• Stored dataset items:
** Start **
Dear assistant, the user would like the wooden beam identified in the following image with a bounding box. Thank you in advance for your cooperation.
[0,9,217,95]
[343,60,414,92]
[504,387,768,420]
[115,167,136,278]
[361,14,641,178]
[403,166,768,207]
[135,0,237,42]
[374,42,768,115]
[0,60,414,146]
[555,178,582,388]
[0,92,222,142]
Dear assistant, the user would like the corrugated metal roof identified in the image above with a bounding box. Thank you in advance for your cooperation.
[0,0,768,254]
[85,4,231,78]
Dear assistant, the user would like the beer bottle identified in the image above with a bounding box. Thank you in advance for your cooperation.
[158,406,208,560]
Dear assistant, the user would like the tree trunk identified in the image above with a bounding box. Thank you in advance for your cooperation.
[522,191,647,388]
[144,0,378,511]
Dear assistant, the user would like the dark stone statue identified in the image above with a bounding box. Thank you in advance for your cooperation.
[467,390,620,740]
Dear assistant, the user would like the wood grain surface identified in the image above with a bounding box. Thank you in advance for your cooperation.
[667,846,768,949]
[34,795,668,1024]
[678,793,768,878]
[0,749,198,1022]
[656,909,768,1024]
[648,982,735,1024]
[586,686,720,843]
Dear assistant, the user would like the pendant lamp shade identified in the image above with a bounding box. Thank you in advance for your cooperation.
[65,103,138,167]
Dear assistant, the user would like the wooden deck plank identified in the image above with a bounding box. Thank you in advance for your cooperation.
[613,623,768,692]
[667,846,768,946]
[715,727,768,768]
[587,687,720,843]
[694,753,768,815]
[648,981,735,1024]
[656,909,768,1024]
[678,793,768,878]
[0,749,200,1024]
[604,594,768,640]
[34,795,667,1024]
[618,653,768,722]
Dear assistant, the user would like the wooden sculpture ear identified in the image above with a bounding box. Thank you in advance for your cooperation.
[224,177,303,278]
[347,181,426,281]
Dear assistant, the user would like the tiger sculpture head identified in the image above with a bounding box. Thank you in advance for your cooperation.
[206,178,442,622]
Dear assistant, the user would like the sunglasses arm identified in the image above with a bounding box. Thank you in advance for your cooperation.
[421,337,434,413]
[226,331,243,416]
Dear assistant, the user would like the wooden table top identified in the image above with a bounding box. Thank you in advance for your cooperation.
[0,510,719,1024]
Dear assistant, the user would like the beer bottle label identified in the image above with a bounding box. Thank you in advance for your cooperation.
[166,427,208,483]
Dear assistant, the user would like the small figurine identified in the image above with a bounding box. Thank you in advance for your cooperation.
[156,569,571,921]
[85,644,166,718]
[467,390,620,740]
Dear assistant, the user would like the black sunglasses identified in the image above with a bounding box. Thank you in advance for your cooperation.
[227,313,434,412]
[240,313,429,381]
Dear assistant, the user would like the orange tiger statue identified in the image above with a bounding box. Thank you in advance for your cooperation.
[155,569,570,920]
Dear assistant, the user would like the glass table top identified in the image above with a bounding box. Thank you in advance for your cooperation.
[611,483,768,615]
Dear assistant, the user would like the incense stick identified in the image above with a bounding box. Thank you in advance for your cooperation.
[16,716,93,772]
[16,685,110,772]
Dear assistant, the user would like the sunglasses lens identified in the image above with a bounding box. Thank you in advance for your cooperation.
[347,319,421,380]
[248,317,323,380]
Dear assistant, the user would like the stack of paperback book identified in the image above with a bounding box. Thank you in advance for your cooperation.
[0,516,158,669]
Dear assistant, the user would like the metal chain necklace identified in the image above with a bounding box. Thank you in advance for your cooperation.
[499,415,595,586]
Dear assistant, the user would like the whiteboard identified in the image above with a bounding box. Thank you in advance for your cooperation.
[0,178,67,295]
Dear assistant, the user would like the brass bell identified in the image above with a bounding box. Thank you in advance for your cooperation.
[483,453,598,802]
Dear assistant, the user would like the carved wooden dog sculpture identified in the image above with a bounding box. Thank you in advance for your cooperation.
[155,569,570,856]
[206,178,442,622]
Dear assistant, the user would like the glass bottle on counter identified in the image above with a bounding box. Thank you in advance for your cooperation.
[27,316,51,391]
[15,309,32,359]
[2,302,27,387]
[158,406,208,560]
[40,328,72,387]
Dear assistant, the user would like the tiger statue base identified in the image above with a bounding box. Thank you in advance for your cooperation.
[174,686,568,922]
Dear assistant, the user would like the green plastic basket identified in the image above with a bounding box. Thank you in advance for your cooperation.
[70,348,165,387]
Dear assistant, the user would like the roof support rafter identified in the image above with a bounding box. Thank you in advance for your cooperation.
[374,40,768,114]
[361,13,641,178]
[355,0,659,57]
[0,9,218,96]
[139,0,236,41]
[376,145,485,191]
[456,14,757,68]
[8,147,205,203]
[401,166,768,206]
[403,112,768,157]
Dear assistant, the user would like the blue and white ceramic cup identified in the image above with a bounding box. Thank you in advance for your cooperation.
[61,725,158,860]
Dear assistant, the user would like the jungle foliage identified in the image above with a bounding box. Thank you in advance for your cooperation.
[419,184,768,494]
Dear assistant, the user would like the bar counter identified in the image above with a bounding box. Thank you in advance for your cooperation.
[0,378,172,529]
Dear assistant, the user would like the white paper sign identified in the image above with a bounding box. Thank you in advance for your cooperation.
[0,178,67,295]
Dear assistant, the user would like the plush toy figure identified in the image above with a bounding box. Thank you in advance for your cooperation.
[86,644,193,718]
** End **
• Your instructions:
From the listing above, extract each line that contains the string "beer", treating uppercase and lowercase letters as distinct.

• Solved problem:
Dear assistant, the user would like the beer bottle identified in the image above with a bounding box. Thank you in advance for your cooperation.
Dear assistant, the user would like the beer bottle label identified in the image above with a bounding box. Thank you in advance for your cooperation.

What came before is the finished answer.